* Begin INPUT FOR THIS TASK *
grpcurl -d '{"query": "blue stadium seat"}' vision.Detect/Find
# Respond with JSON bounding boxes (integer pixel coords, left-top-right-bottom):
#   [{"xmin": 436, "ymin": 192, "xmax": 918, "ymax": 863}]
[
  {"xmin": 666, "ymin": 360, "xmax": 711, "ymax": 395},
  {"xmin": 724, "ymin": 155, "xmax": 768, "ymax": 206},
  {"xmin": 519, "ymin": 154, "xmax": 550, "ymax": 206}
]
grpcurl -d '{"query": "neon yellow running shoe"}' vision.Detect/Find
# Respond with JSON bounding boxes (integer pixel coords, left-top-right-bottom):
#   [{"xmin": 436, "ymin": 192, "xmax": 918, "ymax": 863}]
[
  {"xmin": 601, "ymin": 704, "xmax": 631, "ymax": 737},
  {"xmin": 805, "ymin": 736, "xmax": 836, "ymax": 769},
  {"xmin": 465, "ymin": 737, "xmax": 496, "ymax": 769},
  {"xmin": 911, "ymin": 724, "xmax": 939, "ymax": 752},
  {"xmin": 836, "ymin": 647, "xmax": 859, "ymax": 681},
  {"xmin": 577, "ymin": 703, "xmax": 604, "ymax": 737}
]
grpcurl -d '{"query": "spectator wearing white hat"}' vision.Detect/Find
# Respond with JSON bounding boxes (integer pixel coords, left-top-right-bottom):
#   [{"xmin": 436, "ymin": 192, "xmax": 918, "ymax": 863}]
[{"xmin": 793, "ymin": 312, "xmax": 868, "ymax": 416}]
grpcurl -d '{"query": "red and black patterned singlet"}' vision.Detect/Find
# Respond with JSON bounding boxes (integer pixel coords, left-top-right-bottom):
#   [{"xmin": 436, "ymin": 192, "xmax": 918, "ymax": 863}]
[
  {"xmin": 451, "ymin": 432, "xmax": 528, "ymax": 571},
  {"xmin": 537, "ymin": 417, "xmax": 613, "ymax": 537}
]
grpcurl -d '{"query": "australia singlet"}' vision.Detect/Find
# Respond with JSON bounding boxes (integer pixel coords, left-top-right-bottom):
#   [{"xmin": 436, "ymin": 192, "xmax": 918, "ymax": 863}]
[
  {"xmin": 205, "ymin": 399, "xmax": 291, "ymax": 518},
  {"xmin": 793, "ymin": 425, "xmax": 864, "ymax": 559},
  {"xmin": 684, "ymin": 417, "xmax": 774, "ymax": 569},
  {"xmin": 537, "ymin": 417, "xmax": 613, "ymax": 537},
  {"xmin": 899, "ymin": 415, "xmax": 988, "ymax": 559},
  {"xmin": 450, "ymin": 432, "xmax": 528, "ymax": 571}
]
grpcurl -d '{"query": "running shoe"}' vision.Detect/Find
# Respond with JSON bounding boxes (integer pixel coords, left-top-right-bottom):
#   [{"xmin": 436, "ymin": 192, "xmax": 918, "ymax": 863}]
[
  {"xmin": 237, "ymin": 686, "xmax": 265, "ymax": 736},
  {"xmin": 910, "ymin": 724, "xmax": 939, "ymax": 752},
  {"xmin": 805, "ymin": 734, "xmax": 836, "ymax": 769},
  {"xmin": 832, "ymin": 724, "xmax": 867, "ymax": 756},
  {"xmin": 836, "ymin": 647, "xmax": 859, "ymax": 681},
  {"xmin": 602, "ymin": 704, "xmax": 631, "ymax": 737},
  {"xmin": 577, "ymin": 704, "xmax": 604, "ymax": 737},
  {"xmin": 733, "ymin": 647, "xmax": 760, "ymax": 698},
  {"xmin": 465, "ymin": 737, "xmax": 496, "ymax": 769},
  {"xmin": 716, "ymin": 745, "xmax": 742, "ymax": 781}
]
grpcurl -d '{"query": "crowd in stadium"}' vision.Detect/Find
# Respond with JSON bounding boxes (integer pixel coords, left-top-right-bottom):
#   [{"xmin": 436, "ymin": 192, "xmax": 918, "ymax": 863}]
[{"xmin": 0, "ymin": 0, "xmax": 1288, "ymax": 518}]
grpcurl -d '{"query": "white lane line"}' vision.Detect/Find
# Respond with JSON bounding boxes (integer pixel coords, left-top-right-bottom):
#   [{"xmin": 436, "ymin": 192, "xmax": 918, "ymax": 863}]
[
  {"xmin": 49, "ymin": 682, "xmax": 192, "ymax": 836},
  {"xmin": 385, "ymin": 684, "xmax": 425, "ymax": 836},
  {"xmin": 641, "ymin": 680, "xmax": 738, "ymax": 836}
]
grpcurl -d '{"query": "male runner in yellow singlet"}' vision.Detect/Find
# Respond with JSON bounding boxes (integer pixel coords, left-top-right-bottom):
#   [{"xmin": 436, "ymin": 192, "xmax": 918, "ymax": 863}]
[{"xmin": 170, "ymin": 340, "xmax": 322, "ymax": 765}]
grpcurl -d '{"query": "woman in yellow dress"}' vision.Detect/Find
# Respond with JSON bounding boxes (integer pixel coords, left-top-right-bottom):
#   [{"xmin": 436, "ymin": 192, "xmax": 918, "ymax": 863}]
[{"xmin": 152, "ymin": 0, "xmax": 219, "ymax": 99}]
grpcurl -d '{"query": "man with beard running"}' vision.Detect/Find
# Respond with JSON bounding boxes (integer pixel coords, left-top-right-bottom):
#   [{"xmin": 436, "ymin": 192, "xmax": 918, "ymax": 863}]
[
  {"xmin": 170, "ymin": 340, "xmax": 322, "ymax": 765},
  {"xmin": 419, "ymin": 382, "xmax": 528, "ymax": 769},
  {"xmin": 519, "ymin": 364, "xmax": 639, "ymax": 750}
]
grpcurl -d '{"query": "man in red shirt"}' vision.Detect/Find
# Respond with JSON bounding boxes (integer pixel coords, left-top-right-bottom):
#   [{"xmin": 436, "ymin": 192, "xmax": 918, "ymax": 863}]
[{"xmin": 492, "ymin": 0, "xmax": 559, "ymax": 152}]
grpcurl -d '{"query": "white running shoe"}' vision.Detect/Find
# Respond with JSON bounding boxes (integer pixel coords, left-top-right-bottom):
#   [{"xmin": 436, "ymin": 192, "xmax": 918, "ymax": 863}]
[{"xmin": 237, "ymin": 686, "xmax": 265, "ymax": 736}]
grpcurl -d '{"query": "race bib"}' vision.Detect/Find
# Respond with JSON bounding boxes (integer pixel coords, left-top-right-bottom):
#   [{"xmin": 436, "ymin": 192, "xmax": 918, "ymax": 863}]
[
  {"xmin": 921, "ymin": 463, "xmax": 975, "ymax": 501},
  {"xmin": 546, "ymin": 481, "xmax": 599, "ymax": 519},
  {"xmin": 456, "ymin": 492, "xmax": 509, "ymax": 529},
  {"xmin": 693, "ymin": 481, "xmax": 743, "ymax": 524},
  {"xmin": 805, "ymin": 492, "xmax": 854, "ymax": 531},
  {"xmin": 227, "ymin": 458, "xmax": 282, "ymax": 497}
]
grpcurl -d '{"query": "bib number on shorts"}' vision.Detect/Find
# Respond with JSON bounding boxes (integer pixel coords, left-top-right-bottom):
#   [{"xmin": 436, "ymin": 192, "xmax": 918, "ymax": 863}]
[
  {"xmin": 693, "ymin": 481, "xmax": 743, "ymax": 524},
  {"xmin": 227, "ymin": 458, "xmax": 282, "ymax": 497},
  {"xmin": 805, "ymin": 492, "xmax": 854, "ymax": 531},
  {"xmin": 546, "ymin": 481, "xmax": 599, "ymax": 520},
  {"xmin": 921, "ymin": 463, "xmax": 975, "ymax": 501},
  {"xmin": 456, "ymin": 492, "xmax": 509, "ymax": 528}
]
* End INPUT FOR THIS TASK *
GIVEN PROBLEM ::
Pull out each line from the rows above that contains the word "running".

REPLY TO THE TASK ::
grpcurl -d '{"query": "neon yellow running shoe"}' vision.Detect/Find
grpcurl -d '{"query": "running shoe"}' vision.Detect/Find
grpcurl -d '{"query": "man with beard running"}' vision.Detect/Find
grpcurl -d '{"query": "white running shoe"}' vision.Detect/Find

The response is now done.